*** Begin section ***
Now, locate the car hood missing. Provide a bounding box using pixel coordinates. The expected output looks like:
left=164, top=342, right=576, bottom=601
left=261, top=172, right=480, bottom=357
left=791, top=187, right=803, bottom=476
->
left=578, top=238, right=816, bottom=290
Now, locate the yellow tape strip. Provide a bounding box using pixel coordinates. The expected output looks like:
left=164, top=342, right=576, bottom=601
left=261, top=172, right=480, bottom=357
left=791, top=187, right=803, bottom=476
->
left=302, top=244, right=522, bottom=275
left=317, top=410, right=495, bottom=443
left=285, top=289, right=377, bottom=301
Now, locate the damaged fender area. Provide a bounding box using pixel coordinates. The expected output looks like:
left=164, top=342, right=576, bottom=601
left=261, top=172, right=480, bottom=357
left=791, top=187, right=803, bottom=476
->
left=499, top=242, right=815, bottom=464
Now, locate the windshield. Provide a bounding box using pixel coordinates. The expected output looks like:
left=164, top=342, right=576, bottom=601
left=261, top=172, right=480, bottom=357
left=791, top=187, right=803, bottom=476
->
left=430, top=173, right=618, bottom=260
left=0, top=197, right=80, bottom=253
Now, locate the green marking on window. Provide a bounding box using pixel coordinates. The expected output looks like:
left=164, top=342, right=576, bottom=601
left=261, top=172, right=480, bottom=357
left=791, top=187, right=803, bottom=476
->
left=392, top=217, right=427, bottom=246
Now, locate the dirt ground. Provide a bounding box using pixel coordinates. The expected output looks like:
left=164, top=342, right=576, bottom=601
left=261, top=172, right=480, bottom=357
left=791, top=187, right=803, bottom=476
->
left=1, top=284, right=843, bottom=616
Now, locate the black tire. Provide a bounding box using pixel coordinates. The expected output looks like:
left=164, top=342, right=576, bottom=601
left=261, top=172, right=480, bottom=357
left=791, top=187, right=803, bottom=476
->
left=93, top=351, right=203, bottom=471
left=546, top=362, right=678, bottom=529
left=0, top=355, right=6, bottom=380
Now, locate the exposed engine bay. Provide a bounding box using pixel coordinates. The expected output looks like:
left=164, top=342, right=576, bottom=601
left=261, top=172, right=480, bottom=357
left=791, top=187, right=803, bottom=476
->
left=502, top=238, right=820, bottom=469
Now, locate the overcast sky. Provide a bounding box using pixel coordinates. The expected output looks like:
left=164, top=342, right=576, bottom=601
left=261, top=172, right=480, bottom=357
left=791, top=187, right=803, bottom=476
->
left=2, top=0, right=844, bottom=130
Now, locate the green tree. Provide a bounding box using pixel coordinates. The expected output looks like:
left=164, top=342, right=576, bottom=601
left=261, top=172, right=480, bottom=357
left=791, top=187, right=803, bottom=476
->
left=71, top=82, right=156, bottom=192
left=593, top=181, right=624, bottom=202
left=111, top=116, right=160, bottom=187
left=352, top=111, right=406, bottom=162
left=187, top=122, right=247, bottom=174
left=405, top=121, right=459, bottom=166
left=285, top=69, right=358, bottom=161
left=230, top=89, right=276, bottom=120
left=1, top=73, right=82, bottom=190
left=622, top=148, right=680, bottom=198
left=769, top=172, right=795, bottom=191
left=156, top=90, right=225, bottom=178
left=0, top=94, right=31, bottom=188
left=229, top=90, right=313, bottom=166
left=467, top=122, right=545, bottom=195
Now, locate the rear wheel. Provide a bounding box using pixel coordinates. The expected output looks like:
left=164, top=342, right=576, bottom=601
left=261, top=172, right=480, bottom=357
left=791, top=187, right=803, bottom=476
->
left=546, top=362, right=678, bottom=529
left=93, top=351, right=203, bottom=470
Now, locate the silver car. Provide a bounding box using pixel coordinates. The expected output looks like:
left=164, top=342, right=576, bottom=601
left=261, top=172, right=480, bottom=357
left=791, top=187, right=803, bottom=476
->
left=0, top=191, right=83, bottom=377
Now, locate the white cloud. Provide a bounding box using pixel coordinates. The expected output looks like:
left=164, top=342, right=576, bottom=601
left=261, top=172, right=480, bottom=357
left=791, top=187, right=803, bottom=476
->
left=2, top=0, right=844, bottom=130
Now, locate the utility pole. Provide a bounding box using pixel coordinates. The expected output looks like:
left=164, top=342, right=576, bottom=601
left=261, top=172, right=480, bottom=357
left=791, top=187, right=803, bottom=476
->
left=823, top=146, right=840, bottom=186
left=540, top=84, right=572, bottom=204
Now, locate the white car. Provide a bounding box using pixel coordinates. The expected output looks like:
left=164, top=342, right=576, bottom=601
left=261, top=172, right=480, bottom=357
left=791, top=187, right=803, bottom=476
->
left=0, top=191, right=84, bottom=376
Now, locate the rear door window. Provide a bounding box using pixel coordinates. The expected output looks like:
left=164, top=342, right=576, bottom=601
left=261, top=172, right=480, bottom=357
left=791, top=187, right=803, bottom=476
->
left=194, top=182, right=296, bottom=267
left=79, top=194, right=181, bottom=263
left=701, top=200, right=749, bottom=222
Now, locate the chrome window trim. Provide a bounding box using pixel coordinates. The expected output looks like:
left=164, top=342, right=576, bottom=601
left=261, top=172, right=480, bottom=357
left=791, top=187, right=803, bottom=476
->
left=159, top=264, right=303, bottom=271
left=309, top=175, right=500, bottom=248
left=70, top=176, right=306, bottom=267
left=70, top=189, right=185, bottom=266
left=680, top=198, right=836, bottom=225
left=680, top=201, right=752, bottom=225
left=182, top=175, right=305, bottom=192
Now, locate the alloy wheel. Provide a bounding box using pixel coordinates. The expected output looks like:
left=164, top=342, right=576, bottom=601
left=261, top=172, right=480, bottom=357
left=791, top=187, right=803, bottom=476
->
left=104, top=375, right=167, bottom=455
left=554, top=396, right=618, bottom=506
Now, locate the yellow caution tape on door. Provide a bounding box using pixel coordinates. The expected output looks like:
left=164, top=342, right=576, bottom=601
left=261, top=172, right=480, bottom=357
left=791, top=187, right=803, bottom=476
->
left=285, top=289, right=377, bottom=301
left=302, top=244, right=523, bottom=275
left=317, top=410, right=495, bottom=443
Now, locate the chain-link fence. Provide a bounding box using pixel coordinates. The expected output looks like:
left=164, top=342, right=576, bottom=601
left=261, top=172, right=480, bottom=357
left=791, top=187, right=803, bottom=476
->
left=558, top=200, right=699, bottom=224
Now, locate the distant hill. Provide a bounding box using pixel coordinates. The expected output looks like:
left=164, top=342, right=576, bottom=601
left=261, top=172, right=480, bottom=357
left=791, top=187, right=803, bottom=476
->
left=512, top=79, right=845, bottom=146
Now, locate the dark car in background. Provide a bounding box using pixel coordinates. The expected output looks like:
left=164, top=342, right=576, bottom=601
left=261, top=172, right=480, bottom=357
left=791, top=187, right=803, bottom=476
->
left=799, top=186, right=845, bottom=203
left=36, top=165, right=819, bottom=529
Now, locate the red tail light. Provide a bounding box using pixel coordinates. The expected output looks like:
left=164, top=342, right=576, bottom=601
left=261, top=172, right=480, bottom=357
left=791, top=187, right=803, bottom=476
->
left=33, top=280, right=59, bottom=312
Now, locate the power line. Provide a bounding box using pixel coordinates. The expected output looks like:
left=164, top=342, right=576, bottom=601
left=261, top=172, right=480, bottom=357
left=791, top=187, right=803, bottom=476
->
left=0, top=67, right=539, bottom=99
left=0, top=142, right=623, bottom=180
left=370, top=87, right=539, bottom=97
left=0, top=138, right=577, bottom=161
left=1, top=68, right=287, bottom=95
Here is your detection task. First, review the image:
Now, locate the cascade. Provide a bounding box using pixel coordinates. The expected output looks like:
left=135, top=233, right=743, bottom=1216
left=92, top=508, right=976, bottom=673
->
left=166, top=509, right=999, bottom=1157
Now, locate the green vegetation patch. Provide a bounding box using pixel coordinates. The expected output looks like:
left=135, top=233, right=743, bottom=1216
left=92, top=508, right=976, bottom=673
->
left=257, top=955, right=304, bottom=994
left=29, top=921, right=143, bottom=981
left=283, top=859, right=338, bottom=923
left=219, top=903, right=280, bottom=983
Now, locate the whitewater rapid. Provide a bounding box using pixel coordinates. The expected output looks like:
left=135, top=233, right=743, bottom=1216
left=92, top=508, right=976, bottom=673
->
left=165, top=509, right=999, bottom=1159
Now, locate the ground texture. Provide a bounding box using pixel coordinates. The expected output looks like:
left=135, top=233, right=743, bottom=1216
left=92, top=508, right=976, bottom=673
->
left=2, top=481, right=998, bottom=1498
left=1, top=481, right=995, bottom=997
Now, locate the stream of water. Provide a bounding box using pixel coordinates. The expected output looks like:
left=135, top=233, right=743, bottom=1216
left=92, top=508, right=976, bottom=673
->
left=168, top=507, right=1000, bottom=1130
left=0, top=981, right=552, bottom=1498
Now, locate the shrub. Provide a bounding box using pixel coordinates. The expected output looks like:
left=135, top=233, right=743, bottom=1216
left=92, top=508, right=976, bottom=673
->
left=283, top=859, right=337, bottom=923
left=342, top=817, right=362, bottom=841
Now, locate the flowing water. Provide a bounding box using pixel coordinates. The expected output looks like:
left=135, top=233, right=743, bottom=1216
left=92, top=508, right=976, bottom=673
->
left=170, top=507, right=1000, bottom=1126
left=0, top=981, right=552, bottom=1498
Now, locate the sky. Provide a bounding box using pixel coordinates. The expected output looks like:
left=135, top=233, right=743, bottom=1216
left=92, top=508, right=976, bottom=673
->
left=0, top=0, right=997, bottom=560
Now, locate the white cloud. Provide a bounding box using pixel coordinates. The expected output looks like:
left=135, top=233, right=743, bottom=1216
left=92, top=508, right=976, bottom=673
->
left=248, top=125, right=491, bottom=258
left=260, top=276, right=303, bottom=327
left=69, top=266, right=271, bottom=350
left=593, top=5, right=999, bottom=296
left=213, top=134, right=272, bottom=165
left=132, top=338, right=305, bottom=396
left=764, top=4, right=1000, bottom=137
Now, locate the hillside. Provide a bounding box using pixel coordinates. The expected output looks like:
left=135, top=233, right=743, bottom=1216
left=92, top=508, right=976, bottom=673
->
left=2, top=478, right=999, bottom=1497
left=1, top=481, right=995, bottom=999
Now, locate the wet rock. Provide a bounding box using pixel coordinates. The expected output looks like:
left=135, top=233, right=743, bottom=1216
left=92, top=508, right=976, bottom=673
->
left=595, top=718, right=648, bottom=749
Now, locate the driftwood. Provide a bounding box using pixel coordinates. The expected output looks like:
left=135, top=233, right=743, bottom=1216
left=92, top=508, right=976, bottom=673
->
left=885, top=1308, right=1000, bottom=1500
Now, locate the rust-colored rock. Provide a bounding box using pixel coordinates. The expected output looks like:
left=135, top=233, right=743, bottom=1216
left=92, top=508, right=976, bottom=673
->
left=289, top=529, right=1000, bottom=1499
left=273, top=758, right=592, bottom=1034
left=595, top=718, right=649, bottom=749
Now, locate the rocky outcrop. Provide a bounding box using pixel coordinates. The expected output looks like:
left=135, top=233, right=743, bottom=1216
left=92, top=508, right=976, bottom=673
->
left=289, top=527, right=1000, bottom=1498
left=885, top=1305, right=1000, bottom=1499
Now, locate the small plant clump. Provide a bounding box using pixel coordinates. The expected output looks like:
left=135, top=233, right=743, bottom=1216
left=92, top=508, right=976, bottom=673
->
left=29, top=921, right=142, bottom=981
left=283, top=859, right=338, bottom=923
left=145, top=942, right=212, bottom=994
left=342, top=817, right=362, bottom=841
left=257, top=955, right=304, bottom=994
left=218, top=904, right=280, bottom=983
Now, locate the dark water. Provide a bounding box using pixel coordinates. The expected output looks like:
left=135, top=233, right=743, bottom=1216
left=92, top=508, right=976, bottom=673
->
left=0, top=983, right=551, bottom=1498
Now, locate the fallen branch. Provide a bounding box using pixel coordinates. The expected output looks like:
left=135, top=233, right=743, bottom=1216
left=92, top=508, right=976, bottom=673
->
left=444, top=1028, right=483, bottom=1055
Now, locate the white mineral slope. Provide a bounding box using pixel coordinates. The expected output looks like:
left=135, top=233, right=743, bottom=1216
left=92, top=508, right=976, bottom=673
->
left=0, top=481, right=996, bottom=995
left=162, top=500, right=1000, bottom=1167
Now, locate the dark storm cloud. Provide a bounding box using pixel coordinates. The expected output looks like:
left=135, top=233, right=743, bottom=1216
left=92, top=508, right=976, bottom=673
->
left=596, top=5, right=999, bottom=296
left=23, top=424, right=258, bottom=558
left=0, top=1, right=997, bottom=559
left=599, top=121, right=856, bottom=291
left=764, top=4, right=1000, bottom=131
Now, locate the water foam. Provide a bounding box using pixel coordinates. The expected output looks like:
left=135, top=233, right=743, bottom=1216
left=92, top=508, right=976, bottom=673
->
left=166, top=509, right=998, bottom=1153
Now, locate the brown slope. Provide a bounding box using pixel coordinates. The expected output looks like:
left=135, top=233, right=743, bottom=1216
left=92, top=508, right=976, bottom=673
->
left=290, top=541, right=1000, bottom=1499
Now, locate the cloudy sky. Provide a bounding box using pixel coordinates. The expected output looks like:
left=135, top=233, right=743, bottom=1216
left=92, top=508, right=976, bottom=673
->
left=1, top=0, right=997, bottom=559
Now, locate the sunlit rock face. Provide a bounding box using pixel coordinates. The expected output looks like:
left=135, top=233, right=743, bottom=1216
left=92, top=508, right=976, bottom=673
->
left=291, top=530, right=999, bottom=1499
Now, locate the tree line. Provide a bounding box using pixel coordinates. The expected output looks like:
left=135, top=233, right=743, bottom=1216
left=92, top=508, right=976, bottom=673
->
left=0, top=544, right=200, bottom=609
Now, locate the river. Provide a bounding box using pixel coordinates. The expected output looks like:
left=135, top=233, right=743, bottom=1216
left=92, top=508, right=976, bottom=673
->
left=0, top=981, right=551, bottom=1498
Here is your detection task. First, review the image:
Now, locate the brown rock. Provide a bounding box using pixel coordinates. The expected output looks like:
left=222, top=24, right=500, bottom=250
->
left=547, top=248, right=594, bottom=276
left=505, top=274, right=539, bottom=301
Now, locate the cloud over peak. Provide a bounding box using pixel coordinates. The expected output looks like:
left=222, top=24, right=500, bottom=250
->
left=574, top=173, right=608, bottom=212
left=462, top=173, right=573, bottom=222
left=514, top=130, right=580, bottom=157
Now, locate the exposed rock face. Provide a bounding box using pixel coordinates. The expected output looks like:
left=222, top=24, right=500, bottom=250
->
*** End section ***
WHAT TO DO
Across the entries, how many lines hold the word "brown"? Say only the number.

EXERCISE ANSWER
2